─── Information provided ───

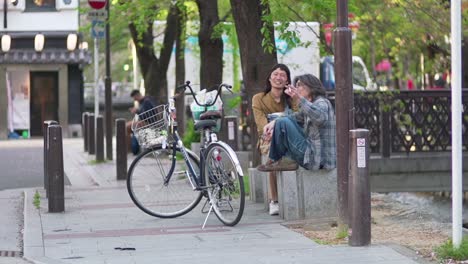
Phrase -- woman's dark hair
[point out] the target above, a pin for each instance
(274, 68)
(284, 68)
(315, 85)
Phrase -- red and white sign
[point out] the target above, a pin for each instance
(97, 4)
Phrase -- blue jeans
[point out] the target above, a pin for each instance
(288, 140)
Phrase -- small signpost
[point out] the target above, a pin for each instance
(97, 4)
(98, 18)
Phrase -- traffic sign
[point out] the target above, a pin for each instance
(98, 29)
(97, 4)
(97, 15)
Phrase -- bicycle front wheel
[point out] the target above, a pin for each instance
(225, 186)
(147, 188)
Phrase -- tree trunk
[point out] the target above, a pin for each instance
(180, 66)
(211, 48)
(256, 63)
(154, 69)
(465, 63)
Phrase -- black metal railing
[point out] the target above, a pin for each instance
(408, 121)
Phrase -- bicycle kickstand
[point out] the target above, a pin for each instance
(208, 215)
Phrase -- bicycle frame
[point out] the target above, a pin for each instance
(197, 180)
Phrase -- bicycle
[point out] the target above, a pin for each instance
(167, 180)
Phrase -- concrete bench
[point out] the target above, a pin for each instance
(302, 194)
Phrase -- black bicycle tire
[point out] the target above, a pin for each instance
(141, 206)
(241, 187)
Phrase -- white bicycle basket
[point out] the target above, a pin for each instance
(150, 127)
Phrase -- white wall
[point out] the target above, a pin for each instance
(64, 19)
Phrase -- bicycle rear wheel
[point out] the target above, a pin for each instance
(225, 186)
(145, 183)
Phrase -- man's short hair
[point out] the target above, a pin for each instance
(134, 92)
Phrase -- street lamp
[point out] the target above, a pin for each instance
(39, 40)
(83, 45)
(72, 40)
(6, 43)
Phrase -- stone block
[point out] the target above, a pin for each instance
(307, 194)
(256, 181)
(245, 159)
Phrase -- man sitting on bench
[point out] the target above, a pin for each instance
(307, 136)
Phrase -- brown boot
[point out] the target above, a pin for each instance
(280, 165)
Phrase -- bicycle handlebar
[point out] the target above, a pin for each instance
(187, 85)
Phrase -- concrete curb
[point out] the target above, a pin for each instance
(33, 243)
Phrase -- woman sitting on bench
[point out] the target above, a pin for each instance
(307, 136)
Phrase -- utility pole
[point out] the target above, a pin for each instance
(108, 89)
(457, 109)
(344, 106)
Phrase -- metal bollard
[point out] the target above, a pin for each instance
(84, 121)
(45, 125)
(55, 169)
(121, 146)
(359, 188)
(91, 135)
(230, 131)
(99, 138)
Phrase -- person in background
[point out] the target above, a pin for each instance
(307, 136)
(272, 102)
(145, 103)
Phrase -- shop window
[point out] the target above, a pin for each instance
(40, 5)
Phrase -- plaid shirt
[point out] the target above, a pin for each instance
(318, 121)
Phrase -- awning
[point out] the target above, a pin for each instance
(51, 56)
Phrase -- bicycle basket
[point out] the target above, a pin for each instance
(150, 127)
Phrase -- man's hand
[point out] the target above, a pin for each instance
(292, 92)
(268, 130)
(132, 110)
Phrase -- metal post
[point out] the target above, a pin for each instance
(45, 133)
(229, 131)
(100, 138)
(121, 145)
(91, 135)
(457, 109)
(108, 89)
(96, 76)
(85, 130)
(360, 188)
(344, 105)
(386, 134)
(55, 170)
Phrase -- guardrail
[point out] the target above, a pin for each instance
(407, 121)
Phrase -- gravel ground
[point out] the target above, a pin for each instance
(419, 222)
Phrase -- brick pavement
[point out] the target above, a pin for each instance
(101, 225)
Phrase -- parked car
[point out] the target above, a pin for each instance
(361, 78)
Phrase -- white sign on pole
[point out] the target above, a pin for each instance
(97, 15)
(98, 29)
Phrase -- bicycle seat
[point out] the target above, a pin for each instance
(201, 124)
(210, 115)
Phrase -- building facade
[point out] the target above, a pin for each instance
(41, 62)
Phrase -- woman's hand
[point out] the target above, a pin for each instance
(292, 92)
(268, 130)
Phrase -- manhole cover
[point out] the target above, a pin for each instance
(8, 253)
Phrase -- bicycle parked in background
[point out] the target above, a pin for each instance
(167, 180)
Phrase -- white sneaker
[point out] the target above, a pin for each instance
(274, 208)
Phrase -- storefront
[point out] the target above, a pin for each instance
(41, 68)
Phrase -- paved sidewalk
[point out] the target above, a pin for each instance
(101, 225)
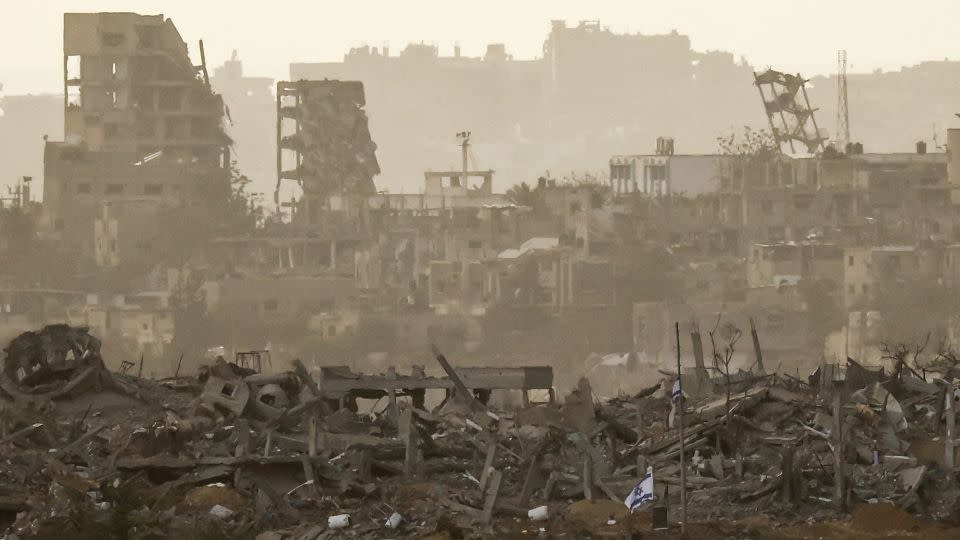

───

» What to work on: Please find every line in the listing that holds the string "background" and copy it.

» Exercise answer:
Phrase -- person in background
Phrase -- bicycle parked in background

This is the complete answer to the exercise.